** START OF Supplied material **

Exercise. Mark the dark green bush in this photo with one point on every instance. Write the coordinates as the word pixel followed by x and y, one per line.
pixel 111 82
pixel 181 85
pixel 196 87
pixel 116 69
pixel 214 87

** END OF Supplied material **

Job =>
Copy out every one of these lines word for word.

Written solution =>
Exercise. Mark the dark green bush in this photo with one point on every instance. Write the coordinates as the word pixel followed by x and y, one per line.
pixel 111 82
pixel 181 85
pixel 196 87
pixel 116 69
pixel 214 87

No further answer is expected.